▶ WHAT THIS TASK INVOLVES: Can you copy out every entry below, changing "disc" to "circle" and leaving everything else the same?

** START OF EXTRACTED RECORDS **

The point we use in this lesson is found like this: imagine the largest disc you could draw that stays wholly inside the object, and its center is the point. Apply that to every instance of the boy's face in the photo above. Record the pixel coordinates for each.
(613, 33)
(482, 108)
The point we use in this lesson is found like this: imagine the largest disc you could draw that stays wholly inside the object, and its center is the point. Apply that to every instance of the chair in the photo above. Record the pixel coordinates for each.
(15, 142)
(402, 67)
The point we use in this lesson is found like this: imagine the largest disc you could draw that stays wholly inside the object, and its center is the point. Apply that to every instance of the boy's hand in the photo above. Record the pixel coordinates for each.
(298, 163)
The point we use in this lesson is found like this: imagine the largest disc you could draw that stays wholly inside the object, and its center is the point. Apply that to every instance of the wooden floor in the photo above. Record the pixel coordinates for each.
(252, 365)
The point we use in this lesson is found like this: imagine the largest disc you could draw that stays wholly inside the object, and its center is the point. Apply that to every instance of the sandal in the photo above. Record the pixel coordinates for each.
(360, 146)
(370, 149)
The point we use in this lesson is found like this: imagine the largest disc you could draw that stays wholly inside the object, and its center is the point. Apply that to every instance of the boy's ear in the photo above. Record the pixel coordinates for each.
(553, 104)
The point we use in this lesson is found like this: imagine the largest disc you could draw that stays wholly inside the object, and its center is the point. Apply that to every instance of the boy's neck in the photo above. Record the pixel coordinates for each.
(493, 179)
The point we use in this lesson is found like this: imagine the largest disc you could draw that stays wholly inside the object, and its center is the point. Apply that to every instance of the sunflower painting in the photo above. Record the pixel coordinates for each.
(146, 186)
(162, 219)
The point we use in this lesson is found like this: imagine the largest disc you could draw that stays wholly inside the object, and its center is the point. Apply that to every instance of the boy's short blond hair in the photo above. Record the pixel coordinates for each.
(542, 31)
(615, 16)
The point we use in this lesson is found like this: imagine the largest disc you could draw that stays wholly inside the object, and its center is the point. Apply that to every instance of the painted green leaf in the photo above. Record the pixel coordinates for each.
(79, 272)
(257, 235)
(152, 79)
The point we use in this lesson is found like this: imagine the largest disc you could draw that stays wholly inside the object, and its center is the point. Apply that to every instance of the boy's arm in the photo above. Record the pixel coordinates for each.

** END OF EXTRACTED RECORDS **

▶ TASK OUTPUT:
The point we use in this lesson is found like this: imagine the largest circle you could draw that stays wholly inside the object, and its center is the point. Apply that to every instance of the boy's face in the photo above. Record the pixel coordinates for each.
(613, 33)
(482, 108)
The point we use in this lesson is found like this: imagine the largest circle you could draw that stays wholly inside the object, and its center is the point. Apply that to every instance of the chair in the photo above. Record the pixel coordinates for each.
(15, 142)
(402, 67)
The point we use in this lesson is found like this: imagine the largest circle you could draw that stays wholly inside the object, and its center is the point. Apply that to every instance of the boy's hand in the photo above. Record the pixel coordinates for each.
(298, 163)
The point we use in this lesson is found like this: imagine the largest circle you could draw that stays wholly inside the object, and its center is the point. Apply that to every instance of the wooden floor in the photo above. Record the pixel coordinates for each.
(252, 365)
The point we use in this lesson is found like this: imagine the largest circle you could draw that stays wholly inside the object, and its center is the point. Apply that to every instance of the sandal in the photo above. Record the pixel coordinates for each.
(360, 146)
(370, 149)
The point we use in this lesson is found like this: imagine the largest circle you could draw that stays wholly inside the object, and its center is the point. Apply that to every instance of the boy's ear in the photo above. Record the pixel coordinates for each.
(553, 104)
The point we use in this lesson is found like this: imagine the largest circle you could draw that stays wholly inside the object, and its center is the point. Apply that to every instance of the boy's neck in the photo above. Record the pixel coordinates for each.
(493, 179)
The point we use in this lesson is found like this: imagine the largest circle you could draw that stays wholly inside the object, and its center is the point. Apply that to every instance of the sunflower painting in the photo above. Record the pixel coordinates for each.
(146, 186)
(162, 219)
The point we use in this lesson is found like this: imagine the largest circle you could draw that stays wholly inside the object, and its center is the point. Apply that to every instance of the boy's short blond hair in the photo above. Record the pixel coordinates for each.
(542, 31)
(615, 16)
The point we use in this lesson is found like this: imagine the largest circle you could draw that stays wholly inside the object, and its center is the point. Apply that to every instance of the painted green leaf in the photo above. Record the pixel coordinates for each.
(79, 272)
(257, 235)
(152, 79)
The point we use in this lesson is found like this: imagine the largest circle you could draw that stays wholly inside the object, and its center is the point. Apply that to every instance of the boy's arm in the photo above. Record the pixel coordinates for each.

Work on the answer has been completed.